» **What is needed**
Rewrite all of the entries below with "windowsill" replaced by "window ledge" wherever it appears, keeping everything else the same, and leave the pictures out.

------ Records to use

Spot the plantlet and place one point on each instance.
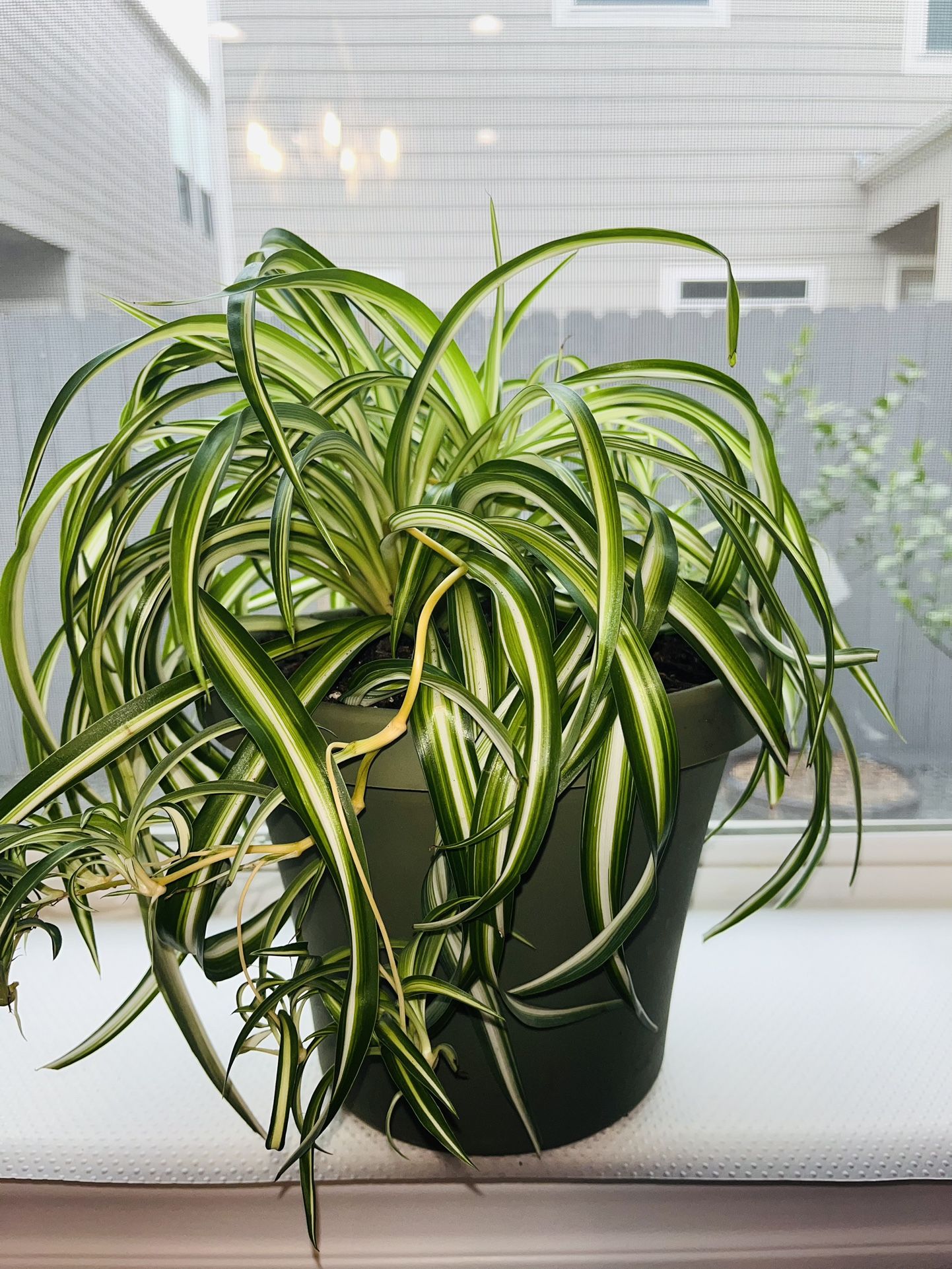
(525, 536)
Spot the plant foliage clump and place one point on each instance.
(532, 537)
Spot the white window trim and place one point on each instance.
(895, 264)
(568, 13)
(917, 59)
(674, 275)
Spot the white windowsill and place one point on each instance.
(568, 13)
(804, 1046)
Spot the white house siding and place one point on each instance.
(85, 162)
(747, 136)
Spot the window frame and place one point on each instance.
(917, 57)
(613, 13)
(673, 276)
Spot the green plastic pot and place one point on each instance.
(582, 1078)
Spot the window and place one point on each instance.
(768, 287)
(207, 223)
(928, 37)
(183, 187)
(780, 290)
(641, 13)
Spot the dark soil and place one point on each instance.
(678, 666)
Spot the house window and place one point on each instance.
(183, 187)
(207, 223)
(927, 48)
(705, 287)
(641, 13)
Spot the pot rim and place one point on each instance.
(708, 721)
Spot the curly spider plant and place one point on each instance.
(526, 542)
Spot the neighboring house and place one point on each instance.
(106, 182)
(378, 131)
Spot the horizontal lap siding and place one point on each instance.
(745, 135)
(84, 147)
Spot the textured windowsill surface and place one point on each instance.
(804, 1046)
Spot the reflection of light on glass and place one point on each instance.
(487, 24)
(389, 145)
(272, 159)
(226, 31)
(257, 139)
(331, 129)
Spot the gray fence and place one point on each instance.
(852, 355)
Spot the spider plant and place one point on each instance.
(531, 537)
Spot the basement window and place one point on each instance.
(772, 287)
(927, 45)
(641, 13)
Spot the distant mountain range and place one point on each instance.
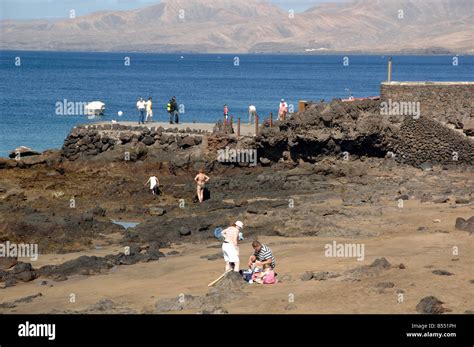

------------

» **Response to the exercise**
Spot the plantlet and place one point on each instance.
(525, 536)
Spot the plant foliage clump and place one point on each instance.
(532, 537)
Spot the white window trim and place one point on each instance.
(895, 264)
(568, 13)
(917, 59)
(674, 275)
Spot the white window ledge and place one point on each instance.
(568, 13)
(804, 1046)
Spot the white house siding and place one point on each instance.
(85, 162)
(747, 136)
Spot the window frame and place one point on each instance.
(917, 57)
(613, 13)
(673, 276)
Spot the green plastic pot and place one point on each instance.
(582, 1078)
Spot the window and place one point on each instance.
(768, 287)
(207, 223)
(928, 37)
(183, 187)
(780, 290)
(641, 13)
Spot the dark soil and place one point on each instance.
(678, 666)
Spot the house window and place one point on each instance.
(183, 187)
(207, 223)
(927, 48)
(705, 287)
(641, 13)
Spot the pot rim and place one point on each instance.
(708, 721)
Spot the curly spider plant and place one point on each instance.
(526, 542)
Spot the neighboring house and place one point on each instance.
(106, 182)
(378, 131)
Spot the horizontal lap siding and place one point on each instance.
(745, 135)
(84, 147)
Spot the textured window ledge surface and place one point on each instance.
(804, 1046)
Spot the reflection of light on glass and place one point on each instance.
(487, 24)
(389, 145)
(272, 159)
(226, 31)
(257, 139)
(331, 129)
Spot the gray fence and place one point on each instance.
(852, 355)
Spot the spider plant and place one point on each instance.
(531, 537)
Spot the basement window and place one point on each instance.
(772, 287)
(927, 45)
(641, 13)
Spot the distant mountain range and place one point on each instance.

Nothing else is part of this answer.